### [INPUT DATA]
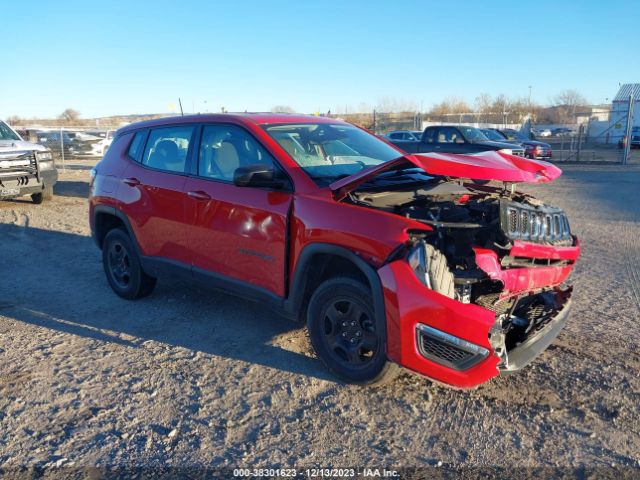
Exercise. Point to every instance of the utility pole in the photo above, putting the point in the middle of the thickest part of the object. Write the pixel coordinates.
(629, 129)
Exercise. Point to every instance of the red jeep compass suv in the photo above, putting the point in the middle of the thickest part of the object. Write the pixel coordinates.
(433, 262)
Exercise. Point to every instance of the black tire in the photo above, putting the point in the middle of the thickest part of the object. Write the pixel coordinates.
(346, 335)
(123, 268)
(439, 273)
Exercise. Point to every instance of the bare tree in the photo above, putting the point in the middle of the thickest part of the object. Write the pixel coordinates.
(69, 115)
(282, 109)
(450, 105)
(570, 98)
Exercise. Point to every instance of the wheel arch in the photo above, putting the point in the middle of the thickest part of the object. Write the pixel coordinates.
(106, 218)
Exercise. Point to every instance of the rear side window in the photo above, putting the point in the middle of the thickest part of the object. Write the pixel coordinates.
(167, 148)
(137, 144)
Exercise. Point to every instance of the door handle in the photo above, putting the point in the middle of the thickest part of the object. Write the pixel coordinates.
(199, 195)
(132, 181)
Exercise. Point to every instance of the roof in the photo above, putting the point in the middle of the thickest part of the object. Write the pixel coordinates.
(625, 92)
(256, 118)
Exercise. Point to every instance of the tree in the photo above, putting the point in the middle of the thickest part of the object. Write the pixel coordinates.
(567, 103)
(282, 109)
(69, 115)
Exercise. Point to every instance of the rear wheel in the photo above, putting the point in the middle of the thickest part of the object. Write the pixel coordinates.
(345, 333)
(123, 268)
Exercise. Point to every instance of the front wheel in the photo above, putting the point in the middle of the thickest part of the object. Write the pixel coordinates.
(123, 268)
(345, 333)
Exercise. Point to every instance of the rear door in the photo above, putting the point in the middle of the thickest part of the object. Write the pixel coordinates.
(236, 233)
(153, 191)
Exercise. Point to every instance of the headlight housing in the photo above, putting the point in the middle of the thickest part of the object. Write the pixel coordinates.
(417, 260)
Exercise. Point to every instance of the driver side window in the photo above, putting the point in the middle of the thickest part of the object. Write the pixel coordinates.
(225, 148)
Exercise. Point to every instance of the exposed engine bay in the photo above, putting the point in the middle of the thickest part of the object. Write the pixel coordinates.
(464, 215)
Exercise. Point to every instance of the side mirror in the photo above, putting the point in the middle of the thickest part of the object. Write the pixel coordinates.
(257, 176)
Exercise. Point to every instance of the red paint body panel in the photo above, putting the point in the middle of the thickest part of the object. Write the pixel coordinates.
(534, 250)
(239, 233)
(408, 302)
(488, 166)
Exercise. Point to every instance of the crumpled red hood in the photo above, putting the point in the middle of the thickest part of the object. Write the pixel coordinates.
(490, 165)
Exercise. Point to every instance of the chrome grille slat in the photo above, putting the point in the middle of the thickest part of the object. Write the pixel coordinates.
(535, 224)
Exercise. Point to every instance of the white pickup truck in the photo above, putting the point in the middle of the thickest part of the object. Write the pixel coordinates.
(25, 168)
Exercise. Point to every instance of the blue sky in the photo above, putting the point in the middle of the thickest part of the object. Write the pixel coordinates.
(118, 57)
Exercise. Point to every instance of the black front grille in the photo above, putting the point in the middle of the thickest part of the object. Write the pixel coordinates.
(538, 224)
(448, 350)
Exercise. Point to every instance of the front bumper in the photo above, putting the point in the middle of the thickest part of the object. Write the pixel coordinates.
(462, 352)
(522, 355)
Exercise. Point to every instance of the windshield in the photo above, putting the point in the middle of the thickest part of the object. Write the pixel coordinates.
(6, 133)
(473, 134)
(493, 135)
(327, 152)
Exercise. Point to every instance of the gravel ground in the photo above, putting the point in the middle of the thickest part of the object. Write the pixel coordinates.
(191, 377)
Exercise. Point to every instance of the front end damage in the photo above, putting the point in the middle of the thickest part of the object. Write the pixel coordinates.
(508, 255)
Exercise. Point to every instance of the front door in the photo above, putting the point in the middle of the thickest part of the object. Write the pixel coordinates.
(237, 233)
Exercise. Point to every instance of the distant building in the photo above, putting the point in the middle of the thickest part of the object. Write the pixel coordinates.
(588, 114)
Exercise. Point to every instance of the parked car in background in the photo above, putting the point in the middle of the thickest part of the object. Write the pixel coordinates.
(455, 139)
(403, 136)
(25, 168)
(102, 146)
(541, 132)
(532, 148)
(389, 258)
(58, 142)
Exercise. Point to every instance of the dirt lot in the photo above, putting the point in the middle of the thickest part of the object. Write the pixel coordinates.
(190, 377)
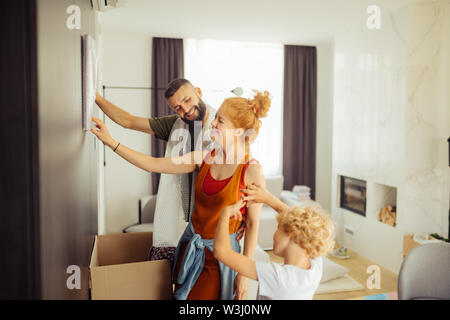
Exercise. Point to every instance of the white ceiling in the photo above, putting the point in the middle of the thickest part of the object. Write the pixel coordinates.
(286, 21)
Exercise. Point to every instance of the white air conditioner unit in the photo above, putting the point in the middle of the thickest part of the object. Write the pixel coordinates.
(105, 5)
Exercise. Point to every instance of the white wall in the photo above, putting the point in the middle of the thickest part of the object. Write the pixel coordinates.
(324, 136)
(126, 62)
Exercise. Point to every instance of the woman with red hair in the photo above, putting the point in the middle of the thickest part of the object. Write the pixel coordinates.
(223, 172)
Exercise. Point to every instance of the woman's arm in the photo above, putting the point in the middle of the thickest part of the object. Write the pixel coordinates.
(254, 175)
(222, 248)
(183, 164)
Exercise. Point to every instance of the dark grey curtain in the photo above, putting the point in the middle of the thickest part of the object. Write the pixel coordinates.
(300, 113)
(167, 64)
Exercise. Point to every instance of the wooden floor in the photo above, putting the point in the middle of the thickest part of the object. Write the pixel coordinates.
(358, 266)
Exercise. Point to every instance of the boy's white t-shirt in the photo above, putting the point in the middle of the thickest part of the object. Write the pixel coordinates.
(288, 282)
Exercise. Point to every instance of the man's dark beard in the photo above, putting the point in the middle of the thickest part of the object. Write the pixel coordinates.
(201, 107)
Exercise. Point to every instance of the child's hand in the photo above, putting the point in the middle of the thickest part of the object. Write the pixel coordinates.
(234, 211)
(256, 194)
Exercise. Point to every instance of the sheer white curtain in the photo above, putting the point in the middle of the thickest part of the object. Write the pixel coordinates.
(217, 67)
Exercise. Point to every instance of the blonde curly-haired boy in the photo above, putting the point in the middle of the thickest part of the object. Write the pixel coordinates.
(303, 236)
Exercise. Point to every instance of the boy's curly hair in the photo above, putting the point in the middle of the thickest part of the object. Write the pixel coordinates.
(310, 228)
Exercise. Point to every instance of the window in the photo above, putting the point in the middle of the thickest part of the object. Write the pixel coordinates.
(217, 67)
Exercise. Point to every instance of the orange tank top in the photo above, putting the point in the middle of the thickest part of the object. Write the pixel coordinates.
(208, 207)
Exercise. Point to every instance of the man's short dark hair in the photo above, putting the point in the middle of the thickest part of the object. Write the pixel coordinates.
(174, 85)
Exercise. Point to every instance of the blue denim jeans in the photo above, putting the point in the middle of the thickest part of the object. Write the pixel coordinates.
(193, 261)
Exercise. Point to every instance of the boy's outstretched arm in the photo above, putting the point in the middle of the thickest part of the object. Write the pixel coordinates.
(258, 194)
(222, 248)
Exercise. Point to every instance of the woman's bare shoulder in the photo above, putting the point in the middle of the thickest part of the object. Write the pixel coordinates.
(254, 174)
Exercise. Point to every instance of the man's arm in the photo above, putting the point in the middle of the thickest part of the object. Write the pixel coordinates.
(121, 117)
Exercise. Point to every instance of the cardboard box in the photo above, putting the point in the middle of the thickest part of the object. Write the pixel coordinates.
(119, 269)
(409, 243)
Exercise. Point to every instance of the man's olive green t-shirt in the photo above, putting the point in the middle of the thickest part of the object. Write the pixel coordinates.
(162, 126)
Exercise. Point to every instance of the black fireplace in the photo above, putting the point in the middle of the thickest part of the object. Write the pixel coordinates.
(353, 195)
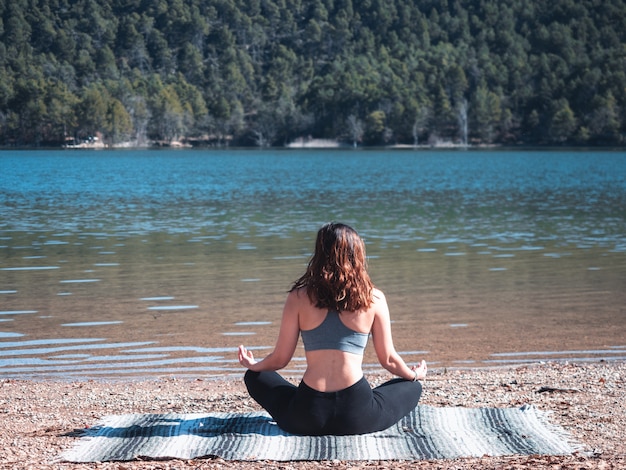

### [THE PROBLEM]
What you should produce is an exact copy of the records, with the pictures left out.

### [TASK RESPONSE]
Exercise. Point to every instance of the utility pole in the photo above, putting the point in the middle of the thickest part of the object. Write the pixel coordinates.
(629, 129)
Exercise. Point to every instance of the red jeep compass suv in the photo above, putting the point in the middle of the thickest part of the object. Write the pixel coordinates.
(433, 262)
Exercise. Point to every instance of the black tire in the photo above, putting the point in the middle of the thickest part of the object. Write the pixel coordinates.
(346, 335)
(123, 268)
(439, 273)
Exercise. Point to every instance of the bare tree in the photo above, putting the point in the middle of the thickest part of the object. Write the pixel coordinates.
(69, 115)
(282, 109)
(450, 105)
(570, 98)
Exercise. Point to every instance of the wheel arch in the photo above, putting the point in the middle of the thickest part of the object. Write the pixel coordinates.
(106, 218)
Exercise. Point to every instance of the rear side window in the photo above, putting the point in the middle of the thickest part of the object. Write the pixel coordinates.
(167, 148)
(137, 144)
Exercise. Point to every instance of the door handle in the photo above, putting the point in the middle of the thickest part of the object. Write the pixel coordinates.
(199, 195)
(132, 181)
Exercise. Point to every instance of the roof in the photo above, putting the point in the middle of the thickest part of the object. Write the pixel coordinates.
(625, 92)
(256, 118)
Exercise. Point to every instance of the tree in the photo above, putting the point in the middle of the thickest part of the object. Write the pixel coordinates.
(567, 103)
(282, 109)
(69, 115)
Exercise. Point to every instance of the rear wheel in the photo above, putting the point in the middle of the thickest part of the object. Write the pixel coordinates.
(345, 333)
(123, 268)
Exercise. Point to every instance of the front wheel in the photo above, putting the point in the middle of the thickest part of the object. Write the pixel coordinates.
(123, 268)
(345, 333)
Exercise. Point to every instance of the rear door in the photo above, putting the point in the middle of the thickest part of the object. Write the pixel coordinates.
(236, 233)
(153, 191)
Exercise. Point to every instance of the headlight housing in the photo above, putting the point in the middle of the thickest part of the object. Write the pixel coordinates.
(417, 260)
Exercise. Point to every instance of the driver side window in the photo above, putting the point in the middle of the thickest part of the object. Write the pixel coordinates.
(225, 148)
Exercise. Point to every instance of the exposed engine bay in the photo above, putting the point in the middle of the thickest part of the object. Write the pixel coordinates.
(464, 215)
Exercise. Point to every instance of the side mirror in the photo above, putting the point in the middle of the thickest part of the object. Write the pixel coordinates.
(257, 176)
Exercise. Point to every instance of the red paint body panel in the photo above, putting the point in the middle of the thickest part of the object. Write the pixel coordinates.
(534, 250)
(239, 233)
(408, 302)
(488, 166)
Exercise. Point to every instance of the crumpled red hood in the photo above, putting the point in the middle of the thickest part of the object. Write the pixel coordinates.
(490, 165)
Exercise. Point to every instance of the chrome grille slat in the photo above, putting the point in the middle of the thickest part of the object. Write the pixel coordinates.
(535, 224)
Exercise. Point to every instance of the white pickup truck in the photo above, putting the point in the middle of the thickest part of the object. Write the pixel coordinates.
(25, 168)
Exercise. Point to every instance of the blue sky in the photo above, putting the point in the middle of the thickest part of the object. Write the pixel coordinates.
(118, 57)
Exercise. Point to every instance of the black front grille in the photo above, putting the point in the middle of the thickest part of the object. Write the pixel coordinates.
(538, 224)
(448, 350)
Exercise. Point to every instance of the front bumper in the photo above, putting the point in the middle of the thickest part of the object. Write the pixel coordinates.
(462, 352)
(522, 355)
Exercise. Point to every instance of the windshield in the photo above, putting the point in the middle of the thickest part of the object. Write the pixel coordinates.
(6, 133)
(473, 134)
(493, 135)
(327, 152)
Exercise. Point to every instance of the gravel ground in the photo above, putting the point in the middle of the thickest part of the object. Write the pixel coordinates.
(191, 377)
Exercise. Point to every instance of the front end damage in the photo above, putting the point in the middle of the thickest part of the object. Write the pixel coordinates.
(508, 255)
Exercise. Point to every instance of the front door in the photo above, putting the point in the middle of the thickest part of the object. Write the pixel coordinates.
(237, 233)
Exercise. Point to every instance of the distant building in the photo above, putting the point in the middle of the thickest part of the object. Write the pixel coordinates.
(588, 114)
Exercise. Point to every instance of the parked car in background in the photo above, putting the point in the middle of the thickest part of the object. Write the pixel coordinates.
(455, 139)
(403, 136)
(25, 168)
(102, 146)
(541, 132)
(532, 148)
(389, 258)
(58, 142)
Exercise. Point to every instance of the dirt lot in the photo above, putting the point in the middle of the thickest part of the object. Write the pixel coordinates.
(190, 377)
Exercise. Point to every instance of the white ceiling in the photo above, putting the point in the middle of the thickest part of the object. Write the pixel coordinates.
(286, 21)
Exercise. Point to every instance of the white air conditioner unit in the photo above, putting the point in the middle of the thickest part of the object. Write the pixel coordinates.
(105, 5)
Exercise. Point to every instance of the white wall in the photo above, putting the point in the middle of the thickest part of the object. Write the pixel coordinates.
(324, 136)
(126, 62)
Exercise. Point to every instance of the woman with red hair in the photo above, putting the point in the middle of the thickest part of the object. Write the pixel coordinates.
(223, 172)
Exercise. Point to every instance of the woman's arm in the photo above, putting the point in the middle of the thickest part of the object. Write the pixel coordinates.
(254, 175)
(222, 248)
(183, 164)
Exercise. Point to every instance of the dark grey curtain in the photo above, putting the point in the middle of the thickest part of the object. Write the pixel coordinates.
(300, 113)
(167, 64)
Exercise. Point to every instance of the wooden floor in the photo above, putting the point in the middle of the thickest part of the object. Write the pixel coordinates.
(358, 266)
Exercise. Point to every instance of the boy's white t-shirt in the photo above, putting the point in the middle of the thickest part of the object. Write the pixel coordinates.
(288, 282)
Exercise. Point to every instance of the man's dark beard in the photo above, putting the point in the middle of the thickest part of the object. Write the pixel coordinates.
(201, 107)
Exercise. Point to every instance of the child's hand in the photo above, putting the point in the middle of the thickest part of the object. Write the pixel coordinates.
(234, 211)
(256, 194)
Exercise. Point to every instance of the sheer white curtain in the photo above, putting the point in the middle of the thickest part of the object. Write the pixel coordinates.
(217, 67)
Exercise. Point to every instance of the blonde curly-haired boy in the photo above, putting the point in the middle of the thickest part of the object. Write the pixel coordinates.
(303, 236)
Exercise. Point to every instance of the boy's curly hair in the photo above, putting the point in the middle of the thickest part of the object. Write the pixel coordinates.
(310, 228)
Exercise. Point to every instance of the window in the photo above, putting the point in the middle of the thickest part of the object. Write the pixel coordinates.
(217, 67)
Exercise. Point to every instance of the orange tank top in the photo above, putting the point in the middle of the thickest part of the object. Write the pixel coordinates.
(208, 207)
Exercise. Point to every instance of the man's short dark hair in the photo above, putting the point in the middle of the thickest part of the object. Write the pixel coordinates.
(174, 85)
Exercise. Point to every instance of the blue denim jeans in the photo above, putting the point in the middle of the thickest part of the object. Write the pixel coordinates.
(193, 261)
Exercise. Point to every instance of the boy's outstretched arm in the photo above, putting the point in the middle of the thickest part of the object. Write the pixel coordinates.
(258, 194)
(222, 248)
Exercise. Point to every instance of the woman's bare shoulder in the photo above, putting the point in the middle of the thickest part of the object. Write the pixel coordinates.
(254, 174)
Exercise. Point to every instance of the man's arm in the photo above, putting the point in the middle of the thickest part of the object. Write the pixel coordinates.
(121, 117)
Exercise. Point to every instance of the cardboard box in the photo above, putting the point in the middle of the thickest part of the object. Write the pixel coordinates.
(119, 269)
(409, 243)
Exercise. Point to every instance of the man's olive green t-shirt in the photo above, putting the point in the middle of the thickest part of the object. Write the pixel coordinates.
(162, 126)
Exercise. Point to every instance of the black fireplace in the photo above, putting the point in the middle of the thickest part of the object. Write the pixel coordinates.
(353, 195)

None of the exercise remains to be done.